Stated problem – Take the material below and write it all out again exactly.

Records to use –
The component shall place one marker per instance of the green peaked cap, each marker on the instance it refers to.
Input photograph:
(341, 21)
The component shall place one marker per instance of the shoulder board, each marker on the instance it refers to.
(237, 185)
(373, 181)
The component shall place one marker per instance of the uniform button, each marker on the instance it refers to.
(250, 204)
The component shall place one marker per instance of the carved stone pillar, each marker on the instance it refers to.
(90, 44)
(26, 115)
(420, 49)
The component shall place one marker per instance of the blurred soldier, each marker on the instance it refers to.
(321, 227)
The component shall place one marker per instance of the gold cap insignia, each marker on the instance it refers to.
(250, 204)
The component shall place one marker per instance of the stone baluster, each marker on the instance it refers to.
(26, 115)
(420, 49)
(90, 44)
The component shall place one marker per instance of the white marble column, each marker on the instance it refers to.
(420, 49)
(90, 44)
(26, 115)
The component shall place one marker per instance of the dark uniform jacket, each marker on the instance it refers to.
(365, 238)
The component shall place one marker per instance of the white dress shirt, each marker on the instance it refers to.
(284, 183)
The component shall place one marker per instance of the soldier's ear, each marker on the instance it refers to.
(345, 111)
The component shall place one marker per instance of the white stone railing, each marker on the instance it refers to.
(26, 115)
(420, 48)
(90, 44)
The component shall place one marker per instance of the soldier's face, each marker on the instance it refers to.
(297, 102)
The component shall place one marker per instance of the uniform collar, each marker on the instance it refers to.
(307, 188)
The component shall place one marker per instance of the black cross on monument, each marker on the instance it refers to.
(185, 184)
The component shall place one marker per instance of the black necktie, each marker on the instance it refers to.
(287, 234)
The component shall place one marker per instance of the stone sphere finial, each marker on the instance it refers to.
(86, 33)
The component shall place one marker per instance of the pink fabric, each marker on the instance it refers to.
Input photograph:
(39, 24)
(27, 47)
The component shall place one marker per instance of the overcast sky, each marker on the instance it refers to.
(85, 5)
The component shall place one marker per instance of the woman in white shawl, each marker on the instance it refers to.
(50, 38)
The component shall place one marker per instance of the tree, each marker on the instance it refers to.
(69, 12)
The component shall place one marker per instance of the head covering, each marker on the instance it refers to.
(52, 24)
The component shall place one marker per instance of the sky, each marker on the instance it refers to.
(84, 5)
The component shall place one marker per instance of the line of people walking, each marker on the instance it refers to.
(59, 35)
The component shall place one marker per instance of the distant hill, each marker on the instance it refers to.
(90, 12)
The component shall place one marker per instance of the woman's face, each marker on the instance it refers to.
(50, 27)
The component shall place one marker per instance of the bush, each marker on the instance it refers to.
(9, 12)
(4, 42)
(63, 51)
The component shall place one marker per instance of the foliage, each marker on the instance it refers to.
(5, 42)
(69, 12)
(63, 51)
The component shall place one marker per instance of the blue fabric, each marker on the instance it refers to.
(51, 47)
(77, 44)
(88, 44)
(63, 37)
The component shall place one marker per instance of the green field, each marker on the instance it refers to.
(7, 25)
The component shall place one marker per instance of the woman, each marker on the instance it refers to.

Problem solution –
The component shall place one marker per instance of the green peaked cap, each marker on the instance it refers to.
Input photograph:
(341, 21)
The component shall place one marker per instance of the shoulder board, each marker on the instance it refers to.
(237, 185)
(373, 181)
The component shall place one marker per instance of the uniform button, each marker on the instance it refers to.
(250, 204)
The component shall place one marker per instance of the carved stone pillar, each marker on the instance it refers to.
(90, 44)
(26, 115)
(420, 49)
The component shall place one marker per instance of the blurred soldier, each marker on the instance it refers to.
(321, 227)
The component shall place one marker per instance of the gold cap insignia, each marker on the instance it refers to.
(250, 204)
The component shall place one marker per instance of the stone baluster, each marker on the instance it refers to.
(26, 115)
(420, 49)
(90, 44)
The component shall place one marker per instance of the white marble column, each marker on the instance it refers to.
(420, 49)
(90, 44)
(26, 115)
The component shall place one marker per instance of the dark uniform jacket, each marker on the instance it refers to.
(365, 238)
The component shall place one marker per instance of the white dress shirt, each marker on the instance it refers to.
(284, 183)
The component shall place one marker per instance of the soldier's ear, each marker on the instance it refers to.
(345, 111)
The component shall place one marker per instance of the white stone railing, each marker on the instance it refers to.
(26, 115)
(420, 48)
(90, 44)
The component shall place one marker per instance of the soldier's face, each marker on the instance it refers to.
(297, 102)
The component shall place one marker per instance of the uniform collar, each marker on the instance it refers to.
(307, 188)
The component shall place one marker per instance of the black cross on monument, each marker on the instance it refers to.
(185, 184)
The component shall place one marker per instance of the black necktie, each marker on the instance it refers to.
(287, 234)
The component shall place one marker per instance of the stone sphere finial, each marker on the instance it refers to.
(86, 33)
The component shall place one marker per instance of the pink fabric, each marker on the instance it refers to.
Input photograph:
(39, 24)
(27, 47)
The component shall place one marker per instance of the overcast sky, each marker on the instance it refers to.
(85, 5)
The component shall place one marker per instance of the woman in white shawl, each marker on the instance it refers to.
(50, 38)
The component shall place one marker per instance of the tree, each marker on the instance it refers to.
(69, 12)
The component shall place one marker per instance of the head covering, each marker on the instance it refers to.
(52, 24)
The component shall place one marker per instance of the sky, each marker on the instance it refers to.
(84, 5)
The component shall place one marker per instance of the line of people walking, each marker on the instance it refers to.
(59, 35)
The component shall place one marker per instance of the distant hill, each marker on the instance it refers to.
(90, 12)
The component shall place one marker per instance of the woman's face, each marker on the instance it refers to.
(50, 27)
The component shall place one marker per instance of the bush, each marker on the instance it refers to.
(9, 12)
(4, 42)
(63, 51)
The component shall place one marker per instance of the foliage, each marker on the instance it refers to.
(5, 42)
(69, 12)
(63, 51)
The component shall place one marker per instance of the blue fabric, each marker on the instance it refers to.
(51, 47)
(77, 44)
(88, 44)
(63, 37)
The component shall place one marker per instance of the green field, each marker on the instance it refers to.
(7, 25)
The component shall place one marker per instance of the woman, each marker on the instance it refers to.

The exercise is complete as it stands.